### Exercise instructions
#1 Quote the passage about the John Adams Health Walk between "After a devastating" and "to the public.", inclusive.
#2 List the names of Dowling's children given in the passage about the John Adams Health Walk.

=== Extract provided ===

Dowling assembled a committee that included her husband and their now-adult children, Elizabeth, Matt, and Samantha; vice chairwoman Jean Shea, a nurse who works for Harvard Vanguard; Rita Devlin, a nurse at Massachusetts General Hospital; and Gail Callahan, IT director for the Duxbury public schools and lifelong Quincy resident. Quincy pediatrician Hanpu Chao, and Bill Walczak, who founded Codman Square Health Center, also signed up.
Adams, of course, was their muse. On May 11, 1756, he wrote that “The weather and the season are beyond expression, delightful, the fields are covered.” The next day, he wrote: “Rambled all day, gaping and gazing.”
On May 14, 1756, he wrote: “A lovely day. Soft vernal showers. Exercise invigorates and enlivens all the faculties of body and of mind. It arouses our animal spirits, it disperses melancholy. It spreads a gladness and satisfaction over our minds and qualifies us for every sort of business, and every sort of pleasure.”
He referred to nature as “an old acquaintance” and wrote of the sound of the seagulls, the smell of the marshes. When travelling abroad, he wrote to Abigail of missing his beloved Blue Hills, which have since been enjoyed by countless hikers and bicyclists.
After a devastating loss in 1800 to Thomas Jefferson, his vice president, Adams returned to farming at Peacefield, his home in Quincy. He died on July 4, 1826, the 50th anniversary of the adoption of the Declaration of Independence. Jefferson died earlier the same day.
On its Facebook page, the John Adams Health Walk has posted photos of some of its walks, with the quote: “By following the paths walked by John Adams, we hope to combine health and history.”
No one knows the exact paths he took, but the walking group has three different walks it leads, of 3 to 4 miles each. Two walks include the beach at Quincy Shore Drive. The third, Dowling says, is more challenging, from the Adams houses, through Quincy Center toward South Quincy. The walk chosen for the day depends on the group that shows up. It’s free and open to the public.
You’ll see many walkers clad in light blue T-shirts with the words: “I walk every fair day, sometimes 3-4 miles” on the back. They sell them at the walks.
Ed Fitzgerald, executive director of the Quincy Historical Society, says that Adams loved to walk for both exercise and recreation. He wrote of going from the foot of Penn’s Hill near the family homes to the top of the hill and down into Weymouth, and also around Quincy Square. Abigail grew up in Weymouth.

=== Available data ===

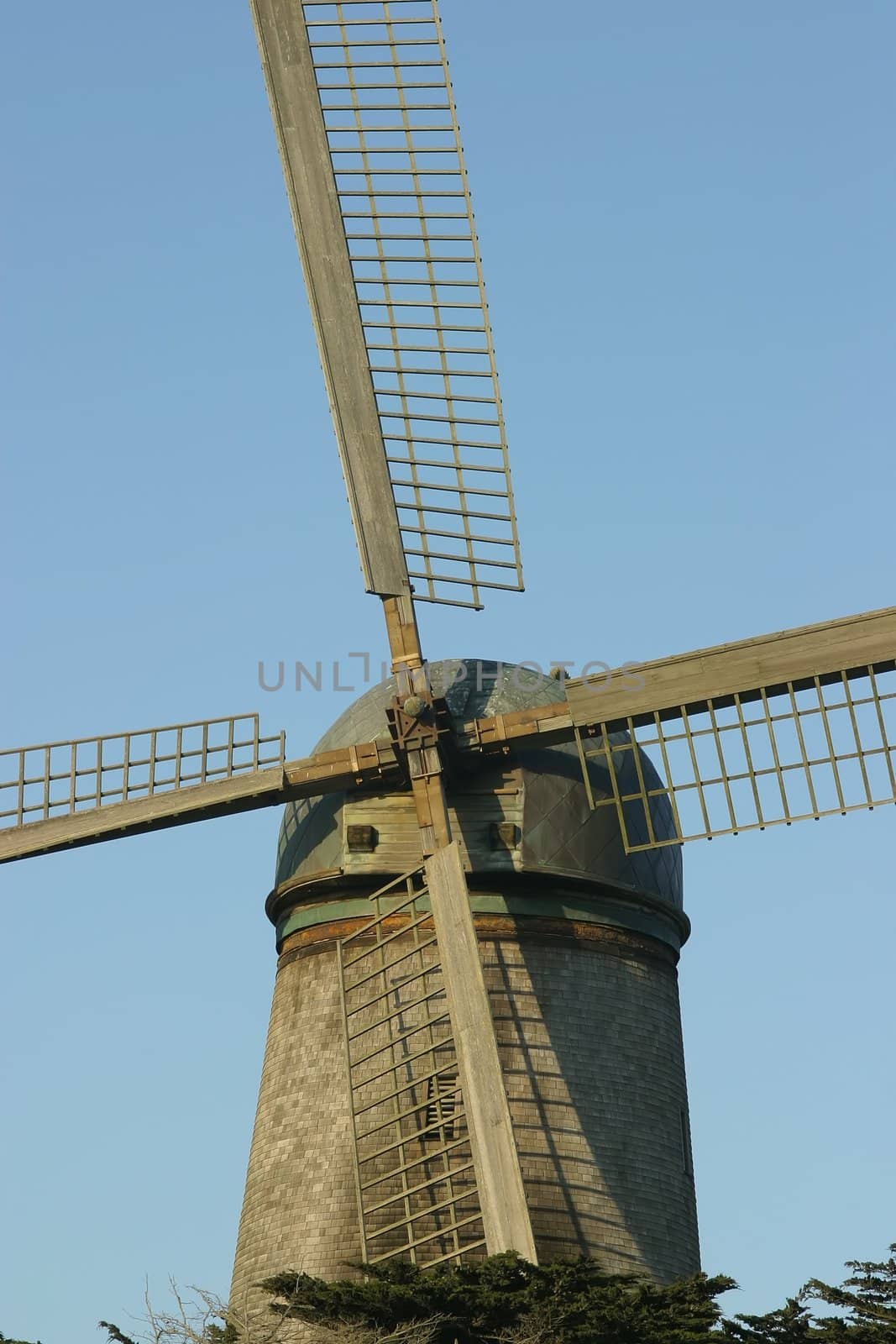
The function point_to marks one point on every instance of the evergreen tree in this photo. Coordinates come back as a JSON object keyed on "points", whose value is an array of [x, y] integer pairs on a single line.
{"points": [[504, 1299]]}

===

### Task-by-task outputs
#1
After a devastating loss in 1800 to Thomas Jefferson, his vice president, Adams returned to farming at Peacefield, his home in Quincy. He died on July 4, 1826, the 50th anniversary of the adoption of the Declaration of Independence. Jefferson died earlier the same day.
On its Facebook page, the John Adams Health Walk has posted photos of some of its walks, with the quote: “By following the paths walked by John Adams, we hope to combine health and history.”
No one knows the exact paths he took, but the walking group has three different walks it leads, of 3 to 4 miles each. Two walks include the beach at Quincy Shore Drive. The third, Dowling says, is more challenging, from the Adams houses, through Quincy Center toward South Quincy. The walk chosen for the day depends on the group that shows up. It’s free and open to the public.

#2 Elizabeth, Matt, and Samantha